30 Tahun Pemerintahan Islam, Kini Sudan Pisahkan Agama dan Negara
Pemimpin Gerakan Pembebasan Rakyat Sudan Abdel-Aziz al-Hilu dan Perdana Menteri Sudan Abdalla Hamdok di Addis Ababa sepakat menandatangani Deklarasi untuk pisahkan Agama dan Negara.
Deklarasi itu ditandatangani pada Kamis 3 September 2020 lalu. Dengan begitu, pemerintah transisi Sudan menandai berakhirnya 30 tahun pemerintahan Islam di negara yang 97 persen penduduknya beragama Islam itu.
Salah satu klausul deklarasi menyebut, pemisahan agama dan negara dalam konstitusi itu dimaksudkan agar Sudan menjadi negara yang demokratis dan menjunjung tinggi hak-hak warga negara.
“Agar Sudan menjadi negara demokratis yang di mana hak-hak semua warga negara dijunjung, maka konstitusi negara harus didasarkan pada prinsip ‘pemisahan agama dan negara’, di mana hak untuk menentukan nasib sendiri harus dihargai,” demikian bunyi klausul deklarasi tersebut, dilansir situs CGTN, Selasa 8 September 2020.
Deklarasi ini ditandatangani kurang dari sepekan setelah pemerintah Sudan menyepakati perjanjian damai dengan para gerilyawan. Deklarasi ini meningkatkan harapan bahwa kekerasan yang merusak wilayah Darfur dan wilayah Sudan lainnya di bawah Omar al-Bashir—presiden yang dikudeta- akan berakhir.

============

▶ _Kumpulan Latihan_:
A – Menurut berita tentang Sudan, pada hari dan tanggal berapa deklarasi pemisahan agama dan negara ditandatangani?
B – Sebutkan semua nama orang yang tercantum dalam berita tentang Sudan.
C – Teruskan berita tentang Sudan mulai sesudah kalimat terakhirnya.

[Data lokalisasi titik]

============

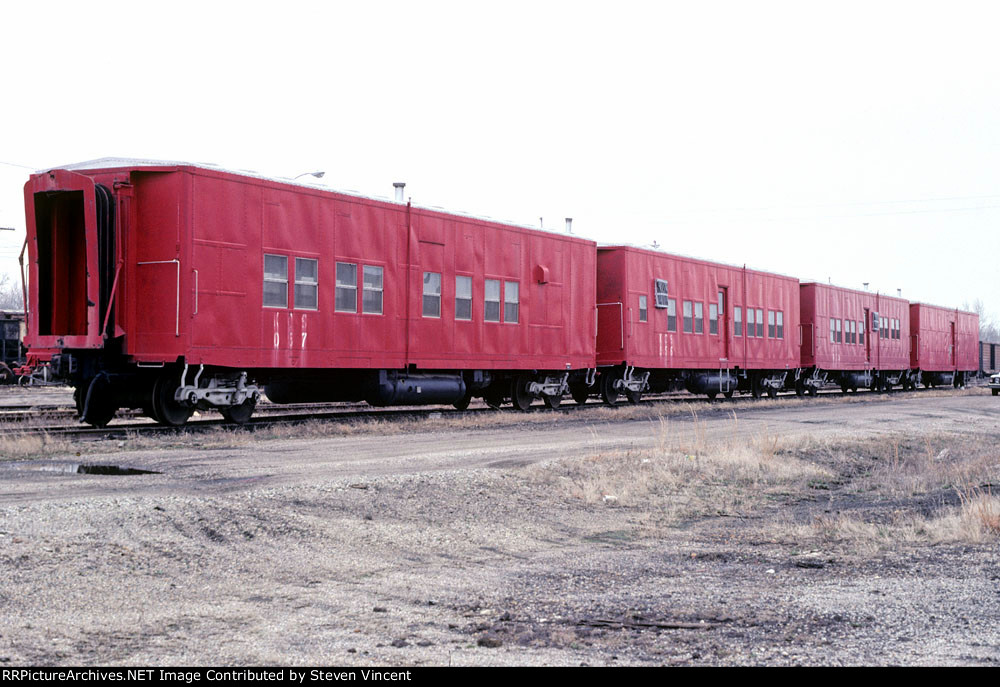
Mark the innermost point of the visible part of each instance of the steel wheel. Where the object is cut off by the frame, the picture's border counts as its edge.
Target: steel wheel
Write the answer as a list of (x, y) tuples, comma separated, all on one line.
[(240, 414), (608, 391), (519, 394), (166, 410)]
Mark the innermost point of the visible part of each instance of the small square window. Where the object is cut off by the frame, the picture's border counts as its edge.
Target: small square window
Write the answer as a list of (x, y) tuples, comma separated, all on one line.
[(371, 298), (306, 283), (463, 298), (510, 301), (491, 301), (432, 294), (660, 292), (275, 281), (346, 296)]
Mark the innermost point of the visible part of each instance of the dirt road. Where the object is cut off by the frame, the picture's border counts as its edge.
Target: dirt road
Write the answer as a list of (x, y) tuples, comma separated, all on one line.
[(493, 546)]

============

▶ _Jawaban Tiap Soal_:
A – Kamis, 3 September 2020.

B – Abdel-Aziz al-Hilu, Abdalla Hamdok, Omar al-Bashir

C –
Sudan tengah bangkit dari isolasi internasional yang dimulai segera setelah Bashir merebut kekuasaan pada 1989 silam. Selama memerintah, dia menerapkan interpretasi garis keras terhadap hukum Islam. Dengan itu, ia berusaha menjadikan Sudan sebagai ‘pelopor dunia Islam’.
Seperti diketahui, pada 1993 Amerika Serikat (AS) memasukkan Sudan ke dalam daftar negara yang mensponsori terorisme dan kemudian menjatuhkan sanksi hingga 2017. Reformasi di Sudan muncul setelah Omar Hassan al-Bashir digulingkan tahun lalu menyusul aksi protes besar-besaran di jalanan.
Setelah itu, pemerintah transisi Sudan mencabut beberapa hukum syariat Islam. Dengan kebijakan itu, maka hukum cambuk ditiadakan, sunat perempuan dilarang, hukuman mati bagi orang yang murtad dihapus, serta non-Muslim diizinkan untuk mengonsumsi, mengimpor, dan memperjualbelikan minuman keras (miras).
Dalam kondisi saat ini, rakyat Sudan sedang menghadapi berbagai persoalan. Di tengah pandemi Covid-19, Sudan harus memberlakukan darurat banjir selama 3 bulan akibat hujan deras.